Exercise details: Return every line in the records below that contains the string "point". Case counts.

= = = = =

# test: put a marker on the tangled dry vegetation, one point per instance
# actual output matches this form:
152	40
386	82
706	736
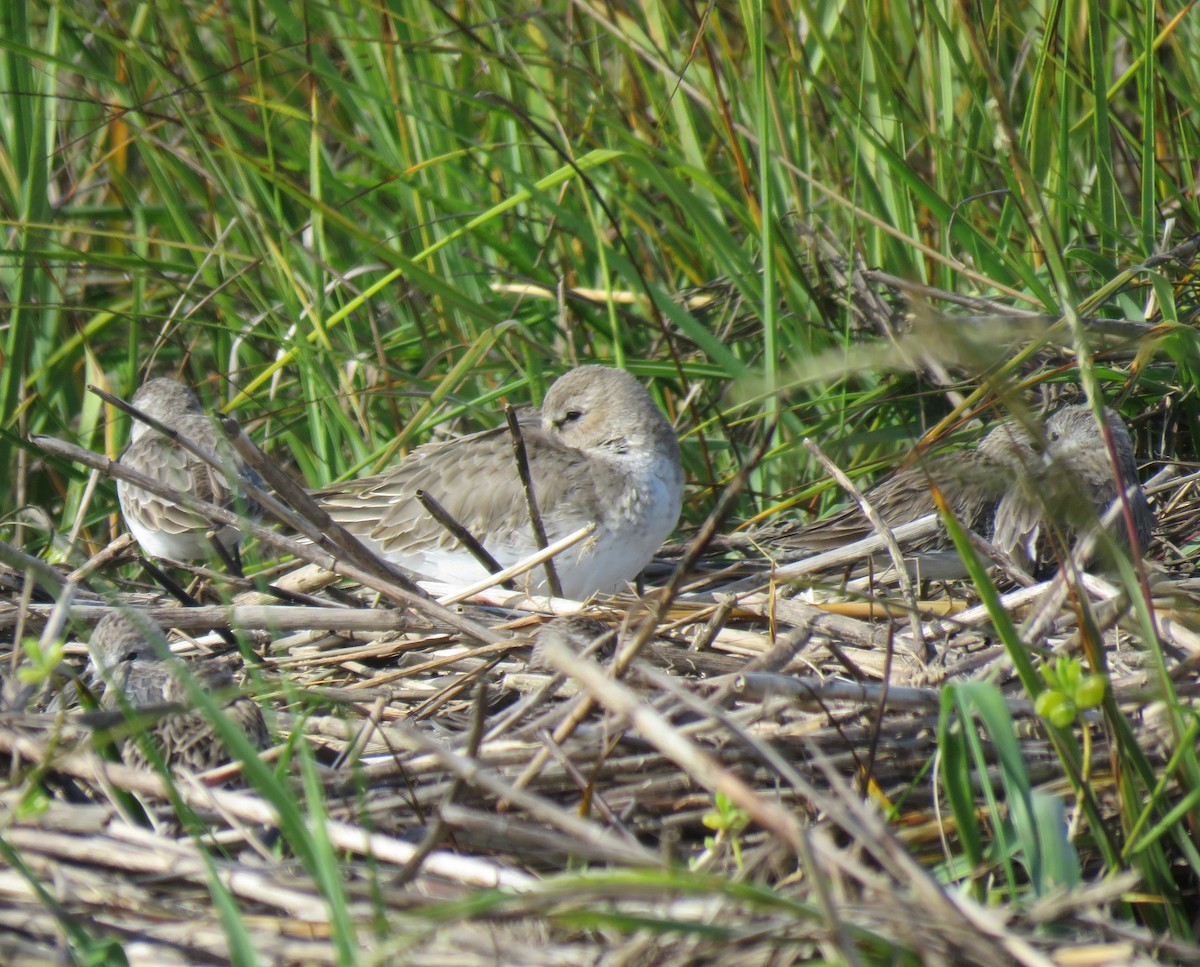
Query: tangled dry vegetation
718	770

= = = = =

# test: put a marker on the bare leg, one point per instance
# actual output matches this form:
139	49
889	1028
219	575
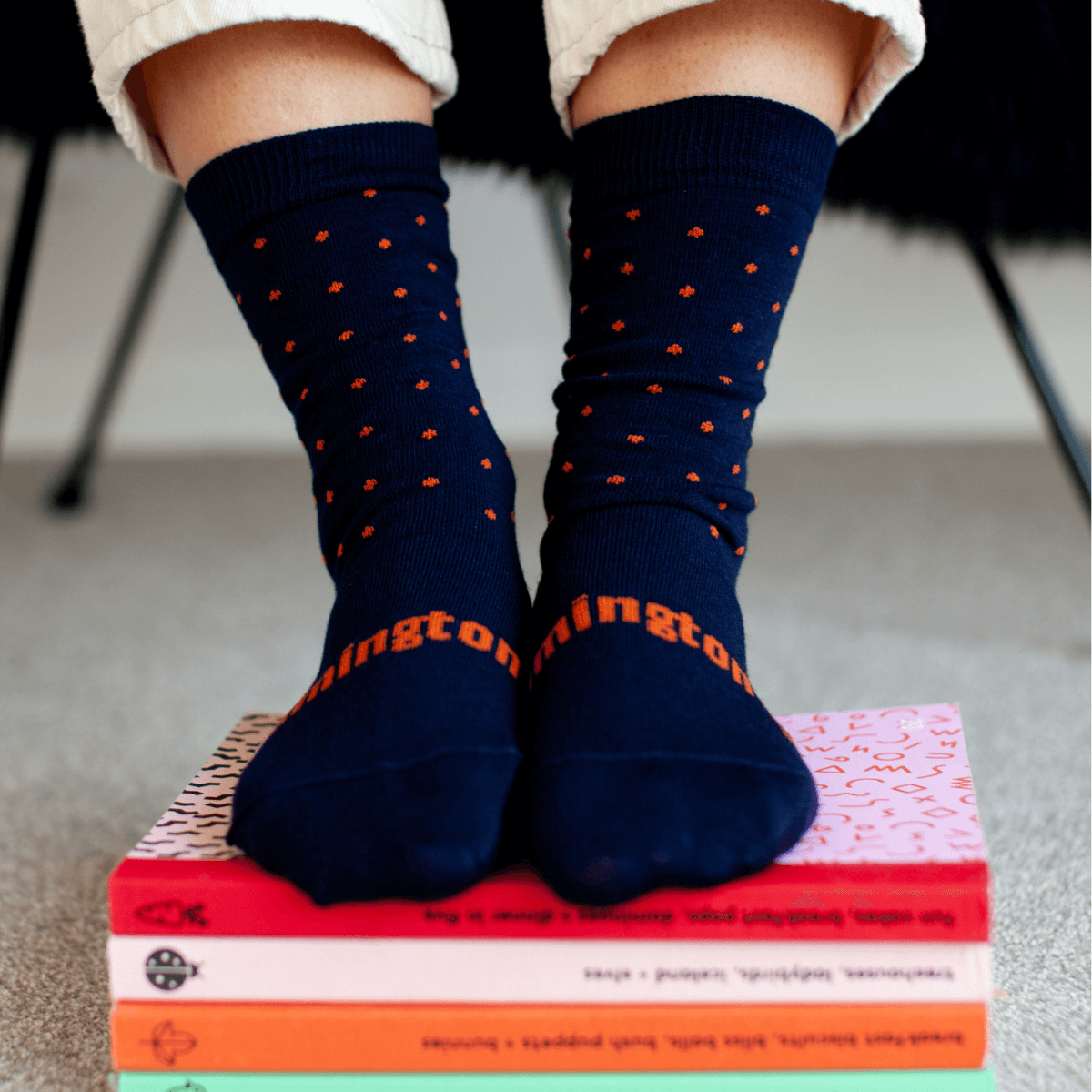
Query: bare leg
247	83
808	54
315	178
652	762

= = = = =

Written answer:
# test: put a marker on the tangled dry vegetation, one point per instance
# test: put a marker on the bare leg, one point per instance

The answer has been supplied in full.